Direction A ::
Which lines of the entries contain the word "black"? Find them and copy each one, treating uppercase and lowercase as different.
^^^^^^^^^^^^^^^^
By:  Donna Hale Chandler

hair coloringI color my hair myself – which is the subject of today’s Beauty Advice.

For some reason (it seemed like a good idea at the time) I decided to color my hair in the morning before I started my day. When it was time for bed the night before, I set the alarm on my cell phone for 6:00 am. This would give me plenty of time to make myself presentable before the dead-line I’d set for myself of 8:00 am. (Everyone should be up and ready to ‘meet the day’ by 8:00.  A point that I’m sure would be debated by many who like to stay snuggled under the covers a bit longer.)

It felt as though I had just dozed off when my cell phone is playing that catchy little happy tune to wake me…………. Up I hop ……. Into the bathroom …. Mix the color …. Cover my head with goop, paying special attention to the grey around the edges … Set the timer for 20 minutes. Warm a cup of left-over coffee and prepare to read my morning newspaper while I wait for Lady Clairol to produce her miracle.
^^^^^^^^^^^^^^^^
Direction B ::
Can you condense the paragraph of the hair-coloring piece that begins "For some reason (it seemed like a good idea at the time)" into a short list that keeps its main facts?
^^^^^^^^^^^^^^^^
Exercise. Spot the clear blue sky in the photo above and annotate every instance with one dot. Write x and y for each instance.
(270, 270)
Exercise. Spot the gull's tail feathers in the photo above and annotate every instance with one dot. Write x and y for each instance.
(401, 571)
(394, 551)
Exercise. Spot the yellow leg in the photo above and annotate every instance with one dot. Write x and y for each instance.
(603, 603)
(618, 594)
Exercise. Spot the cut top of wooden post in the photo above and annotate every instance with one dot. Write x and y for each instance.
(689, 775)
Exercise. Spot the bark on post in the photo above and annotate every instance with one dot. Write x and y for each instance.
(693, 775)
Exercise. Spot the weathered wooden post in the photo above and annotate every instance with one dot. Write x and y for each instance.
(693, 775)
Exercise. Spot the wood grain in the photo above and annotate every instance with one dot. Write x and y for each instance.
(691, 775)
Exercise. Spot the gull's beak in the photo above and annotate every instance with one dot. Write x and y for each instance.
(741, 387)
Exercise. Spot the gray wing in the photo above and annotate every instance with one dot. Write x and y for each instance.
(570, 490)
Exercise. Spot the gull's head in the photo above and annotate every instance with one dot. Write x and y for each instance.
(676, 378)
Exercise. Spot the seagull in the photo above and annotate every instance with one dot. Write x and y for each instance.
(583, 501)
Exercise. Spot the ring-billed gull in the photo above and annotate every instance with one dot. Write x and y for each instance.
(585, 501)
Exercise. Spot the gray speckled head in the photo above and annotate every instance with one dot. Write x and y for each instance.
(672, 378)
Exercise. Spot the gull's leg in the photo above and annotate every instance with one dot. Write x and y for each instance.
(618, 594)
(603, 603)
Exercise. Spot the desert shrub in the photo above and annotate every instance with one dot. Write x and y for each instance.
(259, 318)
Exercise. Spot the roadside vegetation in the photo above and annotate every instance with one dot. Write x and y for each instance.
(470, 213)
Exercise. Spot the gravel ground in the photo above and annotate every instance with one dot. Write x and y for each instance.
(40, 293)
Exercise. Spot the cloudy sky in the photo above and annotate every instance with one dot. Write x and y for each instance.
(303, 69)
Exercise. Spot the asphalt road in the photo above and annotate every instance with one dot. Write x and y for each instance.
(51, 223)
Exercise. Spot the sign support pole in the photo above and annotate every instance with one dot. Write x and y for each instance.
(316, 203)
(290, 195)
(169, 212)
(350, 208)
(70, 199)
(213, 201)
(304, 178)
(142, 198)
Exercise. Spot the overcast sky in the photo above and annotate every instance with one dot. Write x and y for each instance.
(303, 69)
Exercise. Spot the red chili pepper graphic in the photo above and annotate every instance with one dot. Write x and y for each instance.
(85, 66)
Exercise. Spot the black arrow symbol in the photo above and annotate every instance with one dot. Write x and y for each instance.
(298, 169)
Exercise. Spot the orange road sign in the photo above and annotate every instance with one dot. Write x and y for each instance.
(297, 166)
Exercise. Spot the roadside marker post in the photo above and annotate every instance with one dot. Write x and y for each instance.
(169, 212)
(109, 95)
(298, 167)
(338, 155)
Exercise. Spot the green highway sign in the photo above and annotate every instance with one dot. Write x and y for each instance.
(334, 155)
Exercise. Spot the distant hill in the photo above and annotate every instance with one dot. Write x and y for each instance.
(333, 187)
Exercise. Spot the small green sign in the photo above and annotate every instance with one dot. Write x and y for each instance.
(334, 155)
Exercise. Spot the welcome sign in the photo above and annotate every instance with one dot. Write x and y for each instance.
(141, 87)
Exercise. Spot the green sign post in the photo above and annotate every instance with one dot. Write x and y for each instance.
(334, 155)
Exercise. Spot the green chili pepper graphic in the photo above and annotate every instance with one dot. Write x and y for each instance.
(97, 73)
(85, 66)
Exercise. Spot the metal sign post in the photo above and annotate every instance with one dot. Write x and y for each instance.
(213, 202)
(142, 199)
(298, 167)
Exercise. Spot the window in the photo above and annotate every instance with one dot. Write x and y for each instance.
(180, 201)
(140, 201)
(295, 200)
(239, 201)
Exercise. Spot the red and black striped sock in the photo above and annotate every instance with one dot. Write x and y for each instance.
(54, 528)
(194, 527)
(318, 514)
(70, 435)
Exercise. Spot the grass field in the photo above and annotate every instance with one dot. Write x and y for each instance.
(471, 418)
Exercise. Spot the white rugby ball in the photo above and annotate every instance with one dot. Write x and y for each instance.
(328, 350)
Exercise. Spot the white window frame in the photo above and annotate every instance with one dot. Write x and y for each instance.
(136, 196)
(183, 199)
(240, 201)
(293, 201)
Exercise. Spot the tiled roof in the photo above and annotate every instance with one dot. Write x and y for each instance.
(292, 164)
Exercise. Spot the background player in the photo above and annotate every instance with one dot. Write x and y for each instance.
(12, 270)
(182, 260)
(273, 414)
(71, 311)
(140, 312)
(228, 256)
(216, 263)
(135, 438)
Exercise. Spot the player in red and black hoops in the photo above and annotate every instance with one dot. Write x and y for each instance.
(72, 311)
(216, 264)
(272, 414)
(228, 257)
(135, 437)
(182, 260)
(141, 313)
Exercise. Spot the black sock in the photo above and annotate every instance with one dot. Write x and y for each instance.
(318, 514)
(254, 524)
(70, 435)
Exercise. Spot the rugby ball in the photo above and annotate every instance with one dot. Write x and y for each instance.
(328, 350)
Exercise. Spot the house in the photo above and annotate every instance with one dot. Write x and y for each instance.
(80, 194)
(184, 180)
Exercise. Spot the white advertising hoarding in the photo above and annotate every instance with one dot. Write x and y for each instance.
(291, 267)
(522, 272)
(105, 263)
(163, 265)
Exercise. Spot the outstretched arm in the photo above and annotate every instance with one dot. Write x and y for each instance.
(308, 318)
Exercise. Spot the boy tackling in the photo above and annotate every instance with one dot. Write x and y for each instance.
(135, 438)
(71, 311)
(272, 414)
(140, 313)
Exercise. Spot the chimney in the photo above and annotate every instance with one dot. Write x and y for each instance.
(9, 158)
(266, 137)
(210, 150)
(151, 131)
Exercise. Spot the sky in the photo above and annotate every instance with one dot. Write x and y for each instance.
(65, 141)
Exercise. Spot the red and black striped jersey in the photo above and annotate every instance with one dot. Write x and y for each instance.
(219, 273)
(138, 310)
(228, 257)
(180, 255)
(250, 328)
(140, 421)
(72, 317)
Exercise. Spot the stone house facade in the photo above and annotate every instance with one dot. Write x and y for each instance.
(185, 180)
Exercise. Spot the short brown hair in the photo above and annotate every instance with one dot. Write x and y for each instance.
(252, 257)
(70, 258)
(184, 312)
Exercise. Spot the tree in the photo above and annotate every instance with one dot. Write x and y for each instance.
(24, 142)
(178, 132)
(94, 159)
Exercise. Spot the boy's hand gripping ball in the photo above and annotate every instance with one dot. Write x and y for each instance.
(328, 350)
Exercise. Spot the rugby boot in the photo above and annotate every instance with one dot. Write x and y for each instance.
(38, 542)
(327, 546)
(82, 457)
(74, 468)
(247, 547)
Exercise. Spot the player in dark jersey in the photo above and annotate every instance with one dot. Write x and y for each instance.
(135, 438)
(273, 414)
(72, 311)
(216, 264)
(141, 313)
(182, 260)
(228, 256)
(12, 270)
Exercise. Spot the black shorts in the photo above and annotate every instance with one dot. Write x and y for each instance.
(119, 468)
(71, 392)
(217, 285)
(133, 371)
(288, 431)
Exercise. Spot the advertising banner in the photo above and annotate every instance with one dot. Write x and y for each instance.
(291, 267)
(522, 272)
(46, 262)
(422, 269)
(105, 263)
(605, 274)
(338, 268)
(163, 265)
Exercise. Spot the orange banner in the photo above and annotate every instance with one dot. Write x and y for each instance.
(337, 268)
^^^^^^^^^^^^^^^^
Worked solution A ::
Exercise. Spot the black arrow symbol in the photo above and annotate every instance with one dot. Write x and y for each instance.
Exercise. Spot the red and black striped sock in the photo above and annotate every instance with one dot. Write x and y for each instance.
Exercise. Spot the player in red and black hoops in the photo above and annotate every instance with one dot. Write x and y for each instance.
Exercise. Spot the black sock in the photo above and annotate every instance with one dot. Write x and y for each instance.
Exercise. Spot the red and black striped jersey in the photo above and annotate every instance with one dot. Write x and y for each instance.
Exercise. Spot the black shorts in the photo above and annotate every instance with one dot. Write x and y for each instance.

Worked solution B ::
- I decided to color my hair in the morning, before starting my day.
- The night before, I set my cell phone alarm for 6:00 am.
- That left plenty of time to get presentable before my self-imposed 8:00 am deadline.
- In my view, everyone should be up and ready by 8:00, though many who like to sleep in would debate that.